Required task 1 =
From the passage on posset, extract the part that begins at the words "Introduction" and stops after the words "nutmeg and cinnamon.", copying it exactly.
Required task 2 =
Pull out every line of the records that contains the string "segment", and copy each one exactly.

───── Passage given ─────

A posset (also historically spelled poshote, poshotte, poosay) was originally a popular British hot drink made of milk curdled with wine or ale, often spiced, which was often used as a remedy.

The original drink became extinct and the name was revived in the 19th century and applied to a cream, sugar and citrus-based confection, which is consumed today as a cold set dessert nearly indistinguishable from syllabub.

Introduction 

To make the drink, milk was heated to a boil, then mixed with wine or ale, which curdled it, and the mixture was usually spiced with nutmeg and cinnamon.

It was considered a specific remedy for some minor illnesses, such as a cold, and a general remedy for others, as even today people drink hot milk to help them get to sleep.

History 

The OED traces the word to the 15th century: various Latin vocabularies translate balducta, bedulta, or casius as "poshet", "poshoote", "possyt", or "possot".  Russell's Boke of Nurture (c. 1460) lists various dishes and ingredients that "close a mannes stomak", including "þe possate".  Posset is frequently used as a starting point for other recipes (e.g. "Make a styf Poshote of Milke an Ale", and "Take cowe Mylke, & set it ouer þe fyre, & þrow þer-on Saunderys, & make a styf poshotte of Ale", each of which is the first sentence of a longer recipe).  Recipes for it appear in other 15th-century sources: boil milk, add either wine or ale "and no salt", let it cool, gather the curds and discard the whey, and season with ginger, sugar, and possibly "sweet wine" and candied anise. Certain monks would make a posset including eggs and figs, a possible precursor to eggnog.

───── Data to use ─────

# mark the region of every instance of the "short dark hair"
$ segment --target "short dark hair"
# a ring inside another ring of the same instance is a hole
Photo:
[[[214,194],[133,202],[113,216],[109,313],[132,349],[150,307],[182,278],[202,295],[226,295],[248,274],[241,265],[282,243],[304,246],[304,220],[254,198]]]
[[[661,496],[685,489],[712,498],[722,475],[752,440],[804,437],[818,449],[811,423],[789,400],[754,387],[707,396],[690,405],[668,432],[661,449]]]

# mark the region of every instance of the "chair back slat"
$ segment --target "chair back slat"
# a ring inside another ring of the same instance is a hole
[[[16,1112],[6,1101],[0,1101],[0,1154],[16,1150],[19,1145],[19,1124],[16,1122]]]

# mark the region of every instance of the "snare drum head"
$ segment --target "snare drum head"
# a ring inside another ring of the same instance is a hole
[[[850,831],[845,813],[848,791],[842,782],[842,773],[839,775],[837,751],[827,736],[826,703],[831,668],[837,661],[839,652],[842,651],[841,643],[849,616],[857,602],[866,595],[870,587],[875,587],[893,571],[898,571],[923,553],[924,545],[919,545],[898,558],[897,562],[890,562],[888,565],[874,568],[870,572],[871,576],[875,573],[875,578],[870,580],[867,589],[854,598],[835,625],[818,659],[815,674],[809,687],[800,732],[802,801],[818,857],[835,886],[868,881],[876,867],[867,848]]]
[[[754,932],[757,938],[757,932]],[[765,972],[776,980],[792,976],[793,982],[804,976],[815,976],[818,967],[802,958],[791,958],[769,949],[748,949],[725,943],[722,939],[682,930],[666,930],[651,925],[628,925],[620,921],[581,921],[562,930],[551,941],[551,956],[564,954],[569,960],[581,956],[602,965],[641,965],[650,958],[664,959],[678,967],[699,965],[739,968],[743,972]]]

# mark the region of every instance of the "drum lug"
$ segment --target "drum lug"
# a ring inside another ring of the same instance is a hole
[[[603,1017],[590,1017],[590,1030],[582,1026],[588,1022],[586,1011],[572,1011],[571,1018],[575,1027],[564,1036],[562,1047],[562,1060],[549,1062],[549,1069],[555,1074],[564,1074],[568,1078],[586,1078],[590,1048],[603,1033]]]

─────

Exercise output 1 =
Introduction 

To make the drink, milk was heated to a boil, then mixed with wine or ale, which curdled it, and the mixture was usually spiced with nutmeg and cinnamon.

Exercise output 2 =
$ segment --target "short dark hair"
$ segment --target "chair back slat"
$ segment --target "snare drum head"
$ segment --target "drum lug"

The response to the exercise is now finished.